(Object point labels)
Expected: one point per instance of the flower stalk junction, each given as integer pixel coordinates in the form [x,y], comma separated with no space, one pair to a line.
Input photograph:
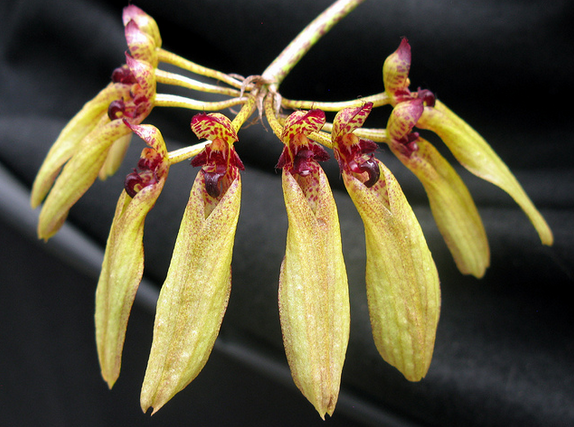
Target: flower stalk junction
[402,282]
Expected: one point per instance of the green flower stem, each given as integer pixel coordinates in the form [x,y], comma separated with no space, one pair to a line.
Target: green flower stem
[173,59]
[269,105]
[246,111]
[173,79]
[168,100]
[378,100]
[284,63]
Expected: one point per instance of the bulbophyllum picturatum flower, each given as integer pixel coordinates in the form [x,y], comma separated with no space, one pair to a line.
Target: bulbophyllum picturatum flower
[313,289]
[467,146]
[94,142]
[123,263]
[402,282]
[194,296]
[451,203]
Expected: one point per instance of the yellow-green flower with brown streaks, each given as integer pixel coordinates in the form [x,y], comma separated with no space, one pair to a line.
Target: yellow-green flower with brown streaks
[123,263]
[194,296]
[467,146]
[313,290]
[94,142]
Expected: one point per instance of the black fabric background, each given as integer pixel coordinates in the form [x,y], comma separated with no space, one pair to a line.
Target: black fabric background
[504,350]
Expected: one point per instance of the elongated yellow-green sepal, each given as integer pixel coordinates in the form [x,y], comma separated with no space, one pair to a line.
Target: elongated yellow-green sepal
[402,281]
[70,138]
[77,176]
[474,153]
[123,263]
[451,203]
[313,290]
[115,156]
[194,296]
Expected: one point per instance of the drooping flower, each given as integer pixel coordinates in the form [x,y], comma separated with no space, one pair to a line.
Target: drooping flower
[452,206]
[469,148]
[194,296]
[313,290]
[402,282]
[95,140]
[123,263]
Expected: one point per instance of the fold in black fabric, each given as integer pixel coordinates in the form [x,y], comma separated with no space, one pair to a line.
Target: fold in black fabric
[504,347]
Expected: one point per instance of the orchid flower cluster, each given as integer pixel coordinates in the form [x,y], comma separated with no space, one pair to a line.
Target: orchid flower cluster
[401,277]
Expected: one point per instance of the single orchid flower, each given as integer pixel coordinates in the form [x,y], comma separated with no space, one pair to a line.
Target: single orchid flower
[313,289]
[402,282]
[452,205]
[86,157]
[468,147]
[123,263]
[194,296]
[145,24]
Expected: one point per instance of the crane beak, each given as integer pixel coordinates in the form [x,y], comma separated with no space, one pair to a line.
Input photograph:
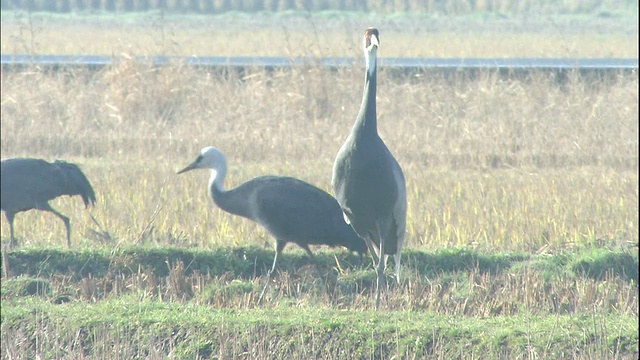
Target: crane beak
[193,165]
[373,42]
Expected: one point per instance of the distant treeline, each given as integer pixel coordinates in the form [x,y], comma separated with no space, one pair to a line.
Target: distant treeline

**GIVEN EXERCISE**
Copy the listing exactly. Any image in it stays out of the copy.

**THE RESULT**
Expected: one point per instance of the flower stalk junction, each given as integer pixel coordinates in the form [x,y], comma separated with no space, one pair to a line.
Input photograph:
Target: flower stalk junction
[402,282]
Expected: one point per instance of the green flower stem, each given as integer pixel coordinates in the form [x,y], comma separated with no space, one pair to a line.
Target: green flower stem
[173,59]
[269,105]
[246,111]
[173,79]
[168,100]
[378,100]
[284,63]
Expected: one point per instance of the bulbophyllum picturatum flower, each given as integer pixel coordinates in the form [x,y], comma separated with no space, one pair to a line.
Target: bulbophyllum picturatum flower
[313,289]
[467,146]
[94,142]
[123,263]
[402,282]
[194,296]
[451,203]
Expected: one point per instance of the yellow-green flower with brown streaks, each given as integer pixel coordinates in the form [x,y], comma separated with no space, one pair to a line.
Target: yellow-green flower with brown streaks
[123,263]
[194,296]
[467,146]
[313,290]
[94,142]
Expected: one point per instance of the black fabric background, each given as integer pixel coordinates in the form [x,y], comma separated with no space, one pair to a line.
Target: black fabric background
[504,350]
Expected: one point per instance of the elongated yellow-green sepal, each given as integer pixel coordinates in the form [x,y], comma separated with no space, one pair to a line.
Target: elongated yellow-green sepal
[402,281]
[70,138]
[77,176]
[474,153]
[123,263]
[451,203]
[313,290]
[115,156]
[194,296]
Expected: one point per instance of the drooping flower, each given as integer pixel coordinates in the form [x,y], comma separated with no space, one pair to a line.
Target: drooping flower
[452,206]
[469,148]
[194,296]
[313,290]
[402,282]
[95,140]
[123,263]
Expected: one point per instance of the fold in black fabric, each given as integer pixel coordinates in the form [x,y], comma separated with no space, one pair to a line.
Target: fold in black fabric
[504,347]
Expected: one point per instance of the orchid flower cluster, each given as integer pixel coordinates in the form [x,y], comma separated with no space, one pair to a line.
Target: orchid flower cluster
[401,277]
Expected: one point per instance of the single orchid flower, each given as integer pixel coordinates in the form [x,y], comma separated with no space, one pair to a line.
Target: single orchid flower
[313,289]
[402,282]
[452,205]
[86,157]
[468,147]
[123,263]
[194,296]
[145,24]
Expected: one point per instance of the crane beak, each given as integer pixel coordinates in the form [x,y], comma separated with no space, one pair to a line.
Input photograph:
Target: crane beak
[193,165]
[373,42]
Expected: one point per instance of the distant treeline, each given as integer pixel coordinates in the form [x,y], comma separated with no space, one pair to a line.
Target: distant treeline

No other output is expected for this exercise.